KONTAN.CO.ID - JAKARTA. Bank Indonesia (BI) mengakui langkahnya menaikkan suku bunga acuan 7 days reverse repo rate (BI 7-DRRR) hingga level 6% baru bisa dirasakan dalam jangka waktu 1,5 tahun mendatang. Meski begitu, bank sentral kembali memberi sinyal kenaikan suku bunga masih bisa dilakukan tahun ini. "Transmisi dari dampak kenaikan suku bunga ke inflasi dan pertumbuhan ekonomi itu perlu jangka waktu enam kuartal," jelas Gubernur BI Perry Warjiyo di kantor Kementerian Keuangan (Kemkeu), Selasa (29/1). Dengan waktu yang panjang tersebut, kenaikan suku bunga akan berdampak pada pasar keuangan baik deposito maupun kredit. Penyaluran kredit perbankan makin ketat.

### Tugas yang diminta A
Tuliskan ulang bagian dari berita tentang kenaikan suku bunga BI, mulai dari "KONTAN.CO.ID - JAKARTA." dan berlanjut hingga "perbankan makin ketat.".

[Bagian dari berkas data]
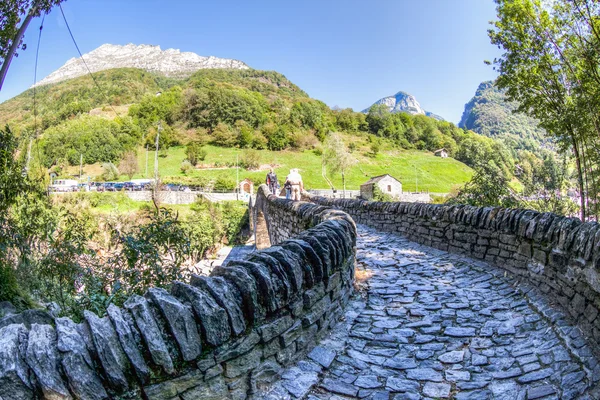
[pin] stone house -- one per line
(386, 183)
(441, 153)
(246, 187)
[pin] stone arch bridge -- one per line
(344, 299)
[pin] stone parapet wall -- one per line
(224, 336)
(559, 255)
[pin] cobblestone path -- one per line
(436, 325)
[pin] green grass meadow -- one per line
(412, 168)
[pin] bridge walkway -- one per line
(430, 324)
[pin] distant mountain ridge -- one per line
(404, 102)
(170, 62)
(490, 113)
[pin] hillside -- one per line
(430, 173)
(170, 62)
(228, 112)
(489, 113)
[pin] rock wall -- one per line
(167, 197)
(223, 336)
(559, 255)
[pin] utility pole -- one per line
(416, 179)
(156, 153)
(29, 154)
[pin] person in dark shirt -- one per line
(271, 181)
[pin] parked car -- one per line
(64, 185)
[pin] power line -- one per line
(82, 59)
(37, 54)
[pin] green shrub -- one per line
(111, 173)
(250, 159)
(223, 183)
(186, 167)
(9, 288)
(378, 195)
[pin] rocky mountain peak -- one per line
(404, 102)
(170, 62)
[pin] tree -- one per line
(337, 157)
(550, 67)
(194, 153)
(488, 187)
(129, 164)
(15, 16)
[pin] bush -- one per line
(9, 288)
(111, 173)
(375, 147)
(378, 195)
(195, 153)
(224, 136)
(186, 167)
(250, 159)
(223, 183)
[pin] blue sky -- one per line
(347, 53)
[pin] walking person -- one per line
(271, 182)
(288, 188)
(296, 184)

### Tugas yang diminta B
Saring catatan di atas dan salin setiap baris yang memuat kata "green".

### Jawaban akhir A
KONTAN.CO.ID - JAKARTA. Bank Indonesia (BI) mengakui langkahnya menaikkan suku bunga acuan 7 days reverse repo rate (BI 7-DRRR) hingga level 6% baru bisa dirasakan dalam jangka waktu 1,5 tahun mendatang. Meski begitu, bank sentral kembali memberi sinyal kenaikan suku bunga masih bisa dilakukan tahun ini. "Transmisi dari dampak kenaikan suku bunga ke inflasi dan pertumbuhan ekonomi itu perlu jangka waktu enam kuartal," jelas Gubernur BI Perry Warjiyo di kantor Kementerian Keuangan (Kemkeu), Selasa (29/1). Dengan waktu yang panjang tersebut, kenaikan suku bunga akan berdampak pada pasar keuangan baik deposito maupun kredit. Penyaluran kredit perbankan makin ketat.

### Jawaban akhir B
[pin] green grass meadow -- one per line
[pin] green shrub -- one per line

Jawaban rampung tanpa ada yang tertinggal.